[Begin TEXT TO READ]

Arrive into Uzbekistan's capital, Tashkent, and the country's place in this history isn't immediately apparent. Tashkent is the largest and most modern of Central Asian cities, but step beyond the city and it's history that predominates.

In the region's silken heyday, it was a gruelling, months-long journey across the desert to the cities of Khiva, Bukhara and Samarkand, but today it's little more than an hour by plane to Urgench - far-flung Khiva's neighbouring city - plopping down into stark green irrigated lands encased in desert.

Minarets of Khiva, Uzbekistan. Picture by Getty Images
Minarets of Khiva, Uzbekistan. Picture by Getty Images

Urgench is a city that my guide, Takhir, describes as "new", being less than 200 years of age, but it's just a 45-minute drive to Khiva, which conversely celebrated its 2500-year anniversary in 1997.

'Chilla' in Khiva

Khiva is the most compact and immediately arresting of the ancient cities, with all of its historic sites squeezed into the 26-hectare World Heritage-listed old town known as Ichan-Kala.

Sunset view over Ichan-Kala, Khiva's old town. Picture by Andrew Bain
Sunset view over Ichan-Kala, Khiva's old town. Picture by Andrew Bain

I've arrived in the season known locally as "chilla", representing 40 days of heat through the middle of summer. It's like stepping into an oven, but it also means that Khiva feels all but deserted across much of the day. As I wander its lanes, I feel almost as though I'm at a private screening.

Inside the madrassas (places of learning), palaces and mosques, female caretakers unfailingly sit knitting socks and booties to sell to visitors, including at the foot of Khiva's tallest minaret, the 56-metre-high Islam Khoja.

This minaret is a surprisingly new addition to the old town, added only in 1910 and banded with blue and green ceramic tiles. Legend says the tiles alter colour slightly with changing weather conditions, though in a city with more than 300 days of sunshine a year, it would be a rare (and almost certainly apocryphal) event.

Puppets for sale in Khiva. Picture by Shutterstock
Puppets for sale in Khiva. Picture by Shutterstock

Eschewing the socks and booties, I've come to the minaret for Khiva's highest view. Islam Khoja is the only minaret that visitors can climb, and it's a dizzying ascent to a terrace 45 metres above the streets.

[End TEXT TO READ]
[Begin ENTRIES]

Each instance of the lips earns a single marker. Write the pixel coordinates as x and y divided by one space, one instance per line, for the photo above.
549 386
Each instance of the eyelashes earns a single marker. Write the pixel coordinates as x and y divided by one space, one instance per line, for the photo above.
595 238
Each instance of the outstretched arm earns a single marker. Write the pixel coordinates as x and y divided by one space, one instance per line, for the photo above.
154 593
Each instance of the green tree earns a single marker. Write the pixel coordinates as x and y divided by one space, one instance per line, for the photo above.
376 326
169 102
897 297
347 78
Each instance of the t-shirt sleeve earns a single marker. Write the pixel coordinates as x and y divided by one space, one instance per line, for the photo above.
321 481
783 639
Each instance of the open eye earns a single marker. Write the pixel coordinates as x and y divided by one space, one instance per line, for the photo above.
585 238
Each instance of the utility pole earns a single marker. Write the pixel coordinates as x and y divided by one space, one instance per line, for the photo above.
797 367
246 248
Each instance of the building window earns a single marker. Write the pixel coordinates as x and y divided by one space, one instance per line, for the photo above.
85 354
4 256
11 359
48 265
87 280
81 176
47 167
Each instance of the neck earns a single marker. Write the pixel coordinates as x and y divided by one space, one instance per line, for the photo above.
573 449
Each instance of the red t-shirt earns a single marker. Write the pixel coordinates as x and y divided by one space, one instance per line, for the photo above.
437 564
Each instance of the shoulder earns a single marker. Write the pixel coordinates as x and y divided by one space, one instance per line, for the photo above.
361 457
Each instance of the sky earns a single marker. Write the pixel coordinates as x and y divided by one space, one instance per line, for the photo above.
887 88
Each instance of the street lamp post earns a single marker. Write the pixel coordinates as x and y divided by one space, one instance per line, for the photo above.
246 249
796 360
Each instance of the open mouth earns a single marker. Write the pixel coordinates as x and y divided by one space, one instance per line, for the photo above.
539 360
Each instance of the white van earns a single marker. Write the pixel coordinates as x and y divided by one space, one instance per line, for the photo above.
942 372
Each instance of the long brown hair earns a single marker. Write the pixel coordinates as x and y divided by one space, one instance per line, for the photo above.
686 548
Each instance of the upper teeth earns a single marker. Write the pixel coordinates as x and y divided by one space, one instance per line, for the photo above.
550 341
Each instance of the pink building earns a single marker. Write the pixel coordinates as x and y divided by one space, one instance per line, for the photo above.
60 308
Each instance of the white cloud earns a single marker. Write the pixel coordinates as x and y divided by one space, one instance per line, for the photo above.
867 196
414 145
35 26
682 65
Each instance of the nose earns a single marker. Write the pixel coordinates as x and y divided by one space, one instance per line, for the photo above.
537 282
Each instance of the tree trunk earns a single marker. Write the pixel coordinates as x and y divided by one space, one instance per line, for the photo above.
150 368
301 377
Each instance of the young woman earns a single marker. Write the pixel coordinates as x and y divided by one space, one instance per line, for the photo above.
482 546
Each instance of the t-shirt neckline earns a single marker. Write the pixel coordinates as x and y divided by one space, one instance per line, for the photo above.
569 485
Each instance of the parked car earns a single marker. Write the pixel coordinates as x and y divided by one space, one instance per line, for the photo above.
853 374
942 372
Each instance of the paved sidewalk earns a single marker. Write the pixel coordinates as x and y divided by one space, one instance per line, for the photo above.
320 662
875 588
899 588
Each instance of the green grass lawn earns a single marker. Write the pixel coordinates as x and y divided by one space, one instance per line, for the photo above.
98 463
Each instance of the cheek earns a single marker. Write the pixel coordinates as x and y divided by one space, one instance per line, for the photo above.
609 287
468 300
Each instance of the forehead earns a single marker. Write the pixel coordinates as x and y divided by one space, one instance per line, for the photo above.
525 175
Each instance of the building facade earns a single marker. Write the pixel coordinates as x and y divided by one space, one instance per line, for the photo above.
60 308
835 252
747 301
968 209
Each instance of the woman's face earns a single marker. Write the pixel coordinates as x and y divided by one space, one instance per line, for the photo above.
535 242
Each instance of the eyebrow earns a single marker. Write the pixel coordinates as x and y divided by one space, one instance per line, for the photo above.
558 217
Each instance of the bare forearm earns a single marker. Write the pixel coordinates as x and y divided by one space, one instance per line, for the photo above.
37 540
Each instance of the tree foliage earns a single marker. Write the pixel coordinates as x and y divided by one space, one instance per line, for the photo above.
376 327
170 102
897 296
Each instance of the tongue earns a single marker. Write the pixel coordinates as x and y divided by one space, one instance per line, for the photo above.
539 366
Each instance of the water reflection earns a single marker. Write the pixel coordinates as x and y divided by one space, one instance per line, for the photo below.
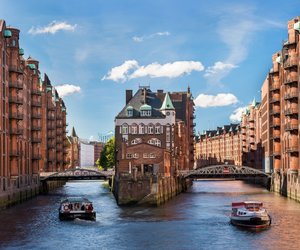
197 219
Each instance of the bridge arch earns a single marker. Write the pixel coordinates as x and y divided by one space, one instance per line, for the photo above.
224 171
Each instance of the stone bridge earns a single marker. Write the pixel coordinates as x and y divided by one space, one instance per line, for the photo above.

[End ENTRIES]

▶ _OBJECTIVES_
1) Repeat the stretch of the Uzbekistan travel passage from "Urgench is a" through "anniversary in 1997.".
2) In the Uzbekistan travel passage, in what year was the Islam Khoja minaret added to Khiva's old town?
3) Resume the Uzbekistan travel passage, picking up after its final sentence.

▶ _PER-TASK OUTPUTS_
1)
Urgench is a city that my guide, Takhir, describes as "new", being less than 200 years of age, but it's just a 45-minute drive to Khiva, which conversely celebrated its 2500-year anniversary in 1997.

2) 1910

3)
From this height, Khiva's precarious place in the desert becomes apparent, with the city's green fringe encircled by sands. Khiva began its existence as an oasis, with a series of wells long providing its water source. Even 30 years ago, these wells produced clear, beautiful drinking water, though today, with the drying of the nearby Aral Sea, the soil suffers from salinity and the water is undrinkable.

Local ladies.
Local ladies.

Though Islam Khoja is the city's highest spot, it's a different vantage point that provides the best view. Khiva's sunset spot of choice is a watchtower on the city's 2600-metre-long walls, and it's here that I head in the fading light and falling heat of evening.

Slowly, other visitors emerge, like nocturnal animals leaving their burrows, and together we watch as the city turns to bronze in the sunset light. Madrassas seem to crouch among the homes, and the Kalta Minor minaret dominates the view. Though unfinished, it stands 29 metres high (well short of the planned 70 metres) and a chunky 14.5 metres wide at its base, and is the only minaret in Central Asia covered top to toe in glazed tiles. Less quixotically, it's now also the stand for a range of communication antennas.

"The 21st century," Takhir says with a shrug.

Silk Road crossroad

About 300 kilometres of desert separates Khiva from Bukhara. In Silk Road times, camel trains travelled between them, but today it's six hours on a slow sleeper train (with a European-style fast train due to launch next year).

Woman playing traditional instrument, Bukhara. Picture by Richard I'Anson
Woman playing traditional instrument, Bukhara. Picture by Richard I'Anson

On any given night in Bukhara, it's possible to believe the Silk Road's golden trading days are back. Crowds walk in the relief of the cooling evening temperatures, and the old town's traffic-free thoroughfares are lined with clothing stores, pottery, restaurants and silk scarves.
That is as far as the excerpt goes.